### PROBLEM DESCRIPTION
Your task is to restate exactly the lines from the one holding "Query: shadow on banner" to the end of the entries below, inclusive.

[DATASET Boundary: Start]

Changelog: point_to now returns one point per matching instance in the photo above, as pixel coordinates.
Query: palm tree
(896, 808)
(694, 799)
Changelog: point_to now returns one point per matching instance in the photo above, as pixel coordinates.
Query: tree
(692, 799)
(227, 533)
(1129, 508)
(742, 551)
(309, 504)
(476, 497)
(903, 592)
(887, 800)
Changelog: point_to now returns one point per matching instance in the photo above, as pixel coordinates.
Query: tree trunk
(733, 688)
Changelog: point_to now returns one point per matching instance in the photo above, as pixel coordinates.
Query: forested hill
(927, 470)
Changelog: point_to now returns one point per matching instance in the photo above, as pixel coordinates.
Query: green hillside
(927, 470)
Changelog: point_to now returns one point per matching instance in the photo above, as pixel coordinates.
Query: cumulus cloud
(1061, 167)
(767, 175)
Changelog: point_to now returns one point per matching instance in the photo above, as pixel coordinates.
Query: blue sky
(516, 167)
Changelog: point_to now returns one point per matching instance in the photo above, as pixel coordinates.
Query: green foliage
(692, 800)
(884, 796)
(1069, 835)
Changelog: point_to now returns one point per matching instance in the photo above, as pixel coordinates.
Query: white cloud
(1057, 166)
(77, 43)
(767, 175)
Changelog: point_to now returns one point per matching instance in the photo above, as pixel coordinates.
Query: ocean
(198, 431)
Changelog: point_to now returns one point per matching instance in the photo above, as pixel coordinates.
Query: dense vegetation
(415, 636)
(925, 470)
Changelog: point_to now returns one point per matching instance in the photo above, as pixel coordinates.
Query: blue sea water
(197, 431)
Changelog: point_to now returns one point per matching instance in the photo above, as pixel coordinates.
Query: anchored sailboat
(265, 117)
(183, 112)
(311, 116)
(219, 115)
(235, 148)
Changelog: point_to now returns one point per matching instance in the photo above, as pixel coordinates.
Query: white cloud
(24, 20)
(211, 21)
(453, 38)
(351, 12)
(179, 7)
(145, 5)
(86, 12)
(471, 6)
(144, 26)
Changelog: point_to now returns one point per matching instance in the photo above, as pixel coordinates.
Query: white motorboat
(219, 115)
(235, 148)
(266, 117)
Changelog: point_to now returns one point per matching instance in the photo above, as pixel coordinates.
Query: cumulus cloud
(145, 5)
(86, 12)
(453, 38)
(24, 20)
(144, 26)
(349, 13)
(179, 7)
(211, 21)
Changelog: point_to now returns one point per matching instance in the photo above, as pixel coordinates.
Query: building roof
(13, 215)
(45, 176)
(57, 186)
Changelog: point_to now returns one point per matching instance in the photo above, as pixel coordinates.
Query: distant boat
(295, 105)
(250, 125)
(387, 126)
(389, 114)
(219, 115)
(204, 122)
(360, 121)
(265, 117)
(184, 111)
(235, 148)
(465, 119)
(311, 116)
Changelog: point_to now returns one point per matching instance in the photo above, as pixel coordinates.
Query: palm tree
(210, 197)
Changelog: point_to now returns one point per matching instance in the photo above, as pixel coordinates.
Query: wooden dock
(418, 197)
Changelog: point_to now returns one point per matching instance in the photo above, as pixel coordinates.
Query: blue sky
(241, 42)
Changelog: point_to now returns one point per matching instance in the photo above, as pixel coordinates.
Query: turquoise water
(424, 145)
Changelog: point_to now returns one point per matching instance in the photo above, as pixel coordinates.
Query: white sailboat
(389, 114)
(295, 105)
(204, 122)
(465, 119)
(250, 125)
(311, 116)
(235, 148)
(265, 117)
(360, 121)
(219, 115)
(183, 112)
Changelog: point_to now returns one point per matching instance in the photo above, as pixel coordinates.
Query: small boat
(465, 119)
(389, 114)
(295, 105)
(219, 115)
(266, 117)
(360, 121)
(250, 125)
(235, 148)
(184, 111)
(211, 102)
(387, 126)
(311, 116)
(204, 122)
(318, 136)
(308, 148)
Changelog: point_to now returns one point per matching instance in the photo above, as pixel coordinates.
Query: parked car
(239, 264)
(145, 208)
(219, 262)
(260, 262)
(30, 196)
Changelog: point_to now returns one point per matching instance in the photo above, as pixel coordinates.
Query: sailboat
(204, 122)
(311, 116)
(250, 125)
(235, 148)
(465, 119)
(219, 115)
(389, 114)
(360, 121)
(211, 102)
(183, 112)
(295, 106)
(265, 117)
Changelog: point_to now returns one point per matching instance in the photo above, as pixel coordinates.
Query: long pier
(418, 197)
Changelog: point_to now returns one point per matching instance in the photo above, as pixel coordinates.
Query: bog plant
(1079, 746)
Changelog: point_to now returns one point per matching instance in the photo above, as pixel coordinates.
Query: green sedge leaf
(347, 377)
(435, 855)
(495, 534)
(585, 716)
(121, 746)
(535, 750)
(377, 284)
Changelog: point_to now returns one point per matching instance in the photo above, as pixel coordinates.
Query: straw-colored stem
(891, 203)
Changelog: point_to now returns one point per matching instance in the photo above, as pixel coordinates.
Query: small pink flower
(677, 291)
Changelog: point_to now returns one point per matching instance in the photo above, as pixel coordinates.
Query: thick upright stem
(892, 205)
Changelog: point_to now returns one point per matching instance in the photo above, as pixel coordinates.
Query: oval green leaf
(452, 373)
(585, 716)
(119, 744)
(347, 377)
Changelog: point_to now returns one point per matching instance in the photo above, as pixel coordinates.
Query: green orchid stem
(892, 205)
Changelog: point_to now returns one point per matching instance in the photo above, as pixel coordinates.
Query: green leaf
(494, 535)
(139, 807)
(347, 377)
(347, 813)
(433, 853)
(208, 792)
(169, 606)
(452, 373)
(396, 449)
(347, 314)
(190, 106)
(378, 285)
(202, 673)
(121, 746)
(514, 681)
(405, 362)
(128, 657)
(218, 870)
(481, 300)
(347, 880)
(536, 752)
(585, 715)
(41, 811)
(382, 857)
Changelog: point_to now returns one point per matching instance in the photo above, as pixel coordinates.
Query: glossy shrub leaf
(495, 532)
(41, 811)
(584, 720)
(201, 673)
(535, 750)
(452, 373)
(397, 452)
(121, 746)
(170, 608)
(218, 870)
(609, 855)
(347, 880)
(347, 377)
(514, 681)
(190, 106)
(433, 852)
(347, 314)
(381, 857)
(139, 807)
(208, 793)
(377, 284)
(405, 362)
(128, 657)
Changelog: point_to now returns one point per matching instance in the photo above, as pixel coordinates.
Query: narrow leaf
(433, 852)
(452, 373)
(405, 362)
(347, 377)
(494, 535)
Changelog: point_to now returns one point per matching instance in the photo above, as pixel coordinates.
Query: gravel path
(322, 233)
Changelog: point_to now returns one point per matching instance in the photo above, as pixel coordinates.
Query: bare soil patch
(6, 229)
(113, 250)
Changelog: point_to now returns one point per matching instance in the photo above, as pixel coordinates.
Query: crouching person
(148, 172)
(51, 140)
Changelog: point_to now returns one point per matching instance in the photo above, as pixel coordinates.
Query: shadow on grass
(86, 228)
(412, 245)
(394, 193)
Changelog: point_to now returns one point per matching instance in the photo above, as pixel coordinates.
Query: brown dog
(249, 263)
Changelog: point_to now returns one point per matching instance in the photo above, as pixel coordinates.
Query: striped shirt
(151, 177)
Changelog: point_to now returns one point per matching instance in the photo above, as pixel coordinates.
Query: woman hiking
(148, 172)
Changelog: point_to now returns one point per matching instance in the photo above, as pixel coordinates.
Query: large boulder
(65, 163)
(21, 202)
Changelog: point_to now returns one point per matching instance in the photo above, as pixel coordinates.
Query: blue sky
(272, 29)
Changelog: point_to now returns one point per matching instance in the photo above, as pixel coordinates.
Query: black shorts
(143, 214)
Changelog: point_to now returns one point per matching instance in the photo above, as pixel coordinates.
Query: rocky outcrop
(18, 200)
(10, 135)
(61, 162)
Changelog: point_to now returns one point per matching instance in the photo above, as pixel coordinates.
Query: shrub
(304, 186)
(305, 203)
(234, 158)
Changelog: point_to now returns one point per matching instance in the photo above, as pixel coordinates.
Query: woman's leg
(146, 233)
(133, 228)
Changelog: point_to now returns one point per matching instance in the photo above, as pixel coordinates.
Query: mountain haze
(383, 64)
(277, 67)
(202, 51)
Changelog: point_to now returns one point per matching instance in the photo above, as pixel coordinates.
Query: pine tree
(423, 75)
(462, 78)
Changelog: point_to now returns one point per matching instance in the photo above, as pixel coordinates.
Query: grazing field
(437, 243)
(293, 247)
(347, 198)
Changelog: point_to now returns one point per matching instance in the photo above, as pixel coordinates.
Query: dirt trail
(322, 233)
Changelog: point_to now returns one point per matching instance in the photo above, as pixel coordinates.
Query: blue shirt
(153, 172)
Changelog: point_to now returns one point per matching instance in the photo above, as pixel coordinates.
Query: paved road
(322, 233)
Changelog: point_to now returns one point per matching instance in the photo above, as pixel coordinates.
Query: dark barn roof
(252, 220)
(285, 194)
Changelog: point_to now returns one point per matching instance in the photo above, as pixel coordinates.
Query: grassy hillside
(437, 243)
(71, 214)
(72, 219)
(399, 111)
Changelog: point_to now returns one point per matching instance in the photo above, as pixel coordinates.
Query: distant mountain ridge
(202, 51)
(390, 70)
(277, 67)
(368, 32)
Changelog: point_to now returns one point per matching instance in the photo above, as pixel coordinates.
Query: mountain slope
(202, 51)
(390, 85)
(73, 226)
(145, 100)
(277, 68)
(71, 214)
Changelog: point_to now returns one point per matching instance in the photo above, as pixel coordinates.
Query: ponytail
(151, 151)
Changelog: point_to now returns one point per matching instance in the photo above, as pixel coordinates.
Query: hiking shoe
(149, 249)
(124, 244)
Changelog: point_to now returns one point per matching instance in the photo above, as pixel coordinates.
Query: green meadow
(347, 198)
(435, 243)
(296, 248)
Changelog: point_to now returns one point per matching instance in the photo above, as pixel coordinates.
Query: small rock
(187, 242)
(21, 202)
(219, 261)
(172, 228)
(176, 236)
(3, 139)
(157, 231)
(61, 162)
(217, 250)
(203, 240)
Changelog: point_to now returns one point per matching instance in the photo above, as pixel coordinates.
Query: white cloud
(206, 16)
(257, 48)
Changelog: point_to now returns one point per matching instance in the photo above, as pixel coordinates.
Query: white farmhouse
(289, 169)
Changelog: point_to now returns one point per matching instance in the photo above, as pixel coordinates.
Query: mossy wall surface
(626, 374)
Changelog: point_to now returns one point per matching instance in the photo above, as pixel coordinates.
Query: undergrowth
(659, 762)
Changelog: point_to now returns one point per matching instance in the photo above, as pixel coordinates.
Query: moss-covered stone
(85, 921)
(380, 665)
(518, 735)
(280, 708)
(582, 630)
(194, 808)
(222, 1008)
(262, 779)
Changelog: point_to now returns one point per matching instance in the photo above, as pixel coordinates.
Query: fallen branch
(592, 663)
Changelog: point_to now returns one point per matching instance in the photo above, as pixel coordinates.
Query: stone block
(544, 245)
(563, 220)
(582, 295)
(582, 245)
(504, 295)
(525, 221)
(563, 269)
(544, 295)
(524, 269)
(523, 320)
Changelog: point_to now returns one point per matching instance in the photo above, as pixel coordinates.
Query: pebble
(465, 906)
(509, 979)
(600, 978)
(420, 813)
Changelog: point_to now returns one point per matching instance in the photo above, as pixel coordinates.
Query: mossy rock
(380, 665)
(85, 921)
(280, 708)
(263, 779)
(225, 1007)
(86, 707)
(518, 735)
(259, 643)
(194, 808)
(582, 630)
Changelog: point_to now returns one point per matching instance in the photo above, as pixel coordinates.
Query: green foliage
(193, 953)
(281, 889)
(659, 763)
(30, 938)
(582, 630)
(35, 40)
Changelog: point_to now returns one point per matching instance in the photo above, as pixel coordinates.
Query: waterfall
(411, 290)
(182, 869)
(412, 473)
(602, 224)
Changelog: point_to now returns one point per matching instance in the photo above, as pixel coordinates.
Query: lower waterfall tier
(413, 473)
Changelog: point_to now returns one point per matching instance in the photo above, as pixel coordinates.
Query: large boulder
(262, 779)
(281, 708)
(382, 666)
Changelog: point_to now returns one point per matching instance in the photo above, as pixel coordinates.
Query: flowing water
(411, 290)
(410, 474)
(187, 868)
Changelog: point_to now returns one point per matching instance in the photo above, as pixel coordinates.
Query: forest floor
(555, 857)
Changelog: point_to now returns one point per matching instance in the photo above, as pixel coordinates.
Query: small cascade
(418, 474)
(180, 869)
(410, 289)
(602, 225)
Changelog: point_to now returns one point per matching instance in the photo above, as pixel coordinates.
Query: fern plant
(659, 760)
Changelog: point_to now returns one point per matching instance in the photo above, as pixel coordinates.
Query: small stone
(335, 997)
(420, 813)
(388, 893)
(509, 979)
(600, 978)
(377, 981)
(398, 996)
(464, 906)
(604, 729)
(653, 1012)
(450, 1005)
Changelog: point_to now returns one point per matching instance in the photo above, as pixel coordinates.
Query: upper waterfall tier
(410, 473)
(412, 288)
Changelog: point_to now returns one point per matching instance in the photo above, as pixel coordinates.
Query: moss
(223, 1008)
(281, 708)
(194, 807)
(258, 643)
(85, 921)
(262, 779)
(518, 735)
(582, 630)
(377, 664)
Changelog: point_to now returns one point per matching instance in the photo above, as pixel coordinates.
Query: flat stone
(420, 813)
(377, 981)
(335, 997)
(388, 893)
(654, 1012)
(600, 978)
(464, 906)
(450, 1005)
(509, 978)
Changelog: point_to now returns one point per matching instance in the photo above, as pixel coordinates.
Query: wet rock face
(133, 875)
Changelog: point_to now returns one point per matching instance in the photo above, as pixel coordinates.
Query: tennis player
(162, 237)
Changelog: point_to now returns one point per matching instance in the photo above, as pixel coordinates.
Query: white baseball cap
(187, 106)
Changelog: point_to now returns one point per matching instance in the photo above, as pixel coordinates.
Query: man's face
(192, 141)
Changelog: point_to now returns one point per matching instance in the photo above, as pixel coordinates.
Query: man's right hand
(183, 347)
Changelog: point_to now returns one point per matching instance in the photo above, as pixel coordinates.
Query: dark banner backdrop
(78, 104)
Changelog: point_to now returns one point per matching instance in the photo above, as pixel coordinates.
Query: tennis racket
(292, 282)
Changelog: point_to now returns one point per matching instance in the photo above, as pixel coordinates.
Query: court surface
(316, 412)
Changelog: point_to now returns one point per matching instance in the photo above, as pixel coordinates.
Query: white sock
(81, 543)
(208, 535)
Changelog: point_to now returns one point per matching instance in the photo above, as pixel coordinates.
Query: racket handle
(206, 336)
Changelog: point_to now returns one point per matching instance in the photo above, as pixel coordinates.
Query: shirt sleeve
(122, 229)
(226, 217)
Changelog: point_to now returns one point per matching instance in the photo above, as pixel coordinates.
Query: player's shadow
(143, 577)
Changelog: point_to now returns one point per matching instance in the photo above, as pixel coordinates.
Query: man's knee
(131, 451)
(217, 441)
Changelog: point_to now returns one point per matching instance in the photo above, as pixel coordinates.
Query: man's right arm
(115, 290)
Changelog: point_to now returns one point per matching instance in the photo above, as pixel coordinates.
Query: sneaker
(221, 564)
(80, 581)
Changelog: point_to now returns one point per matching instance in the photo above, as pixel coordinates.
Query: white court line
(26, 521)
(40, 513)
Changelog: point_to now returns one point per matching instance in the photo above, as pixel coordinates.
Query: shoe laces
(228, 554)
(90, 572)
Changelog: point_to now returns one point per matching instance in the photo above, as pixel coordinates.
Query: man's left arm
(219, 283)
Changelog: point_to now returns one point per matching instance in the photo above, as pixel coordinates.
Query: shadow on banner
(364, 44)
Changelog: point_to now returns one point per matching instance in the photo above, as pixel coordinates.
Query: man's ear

[DATASET Boundary: End]

### TASK ANSWER
Query: shadow on banner
(364, 44)
Changelog: point_to now returns one point per matching instance in the photo above, as pixel coordinates.
Query: man's ear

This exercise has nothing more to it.